*PROBLEM*
According to the passage about the convention below, how long is the convention limited to?

*EXCERPT TO READ*
○ ○ ○ ○
The innovations in the laws of evidence are done away: and the convention is limited to twelve years’ duration. Convinced that the fewer examples, the better, of either persons or causes unamenable to the laws of the land, I could have wished, still more had been done; but more could not be done, with good humor. The extensions of authority given by the convention of 1784, were so homogeneous with the spirit of this government, that they were prized here. Monsieur de Reyneval has had the principal charge of arranging this instrument with me; and, in justice to him, I must say, I could not have desired more reasonable and friendly dispositions, than he demonstrated through the whole of it.
○ ○ ○ ○
*COLLECTED DATA*
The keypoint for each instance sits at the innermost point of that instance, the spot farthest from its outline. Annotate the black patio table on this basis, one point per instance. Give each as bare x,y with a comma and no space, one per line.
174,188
○ ○ ○ ○
*OUTPUT FOR THIS EXERCISE*
Twelve years.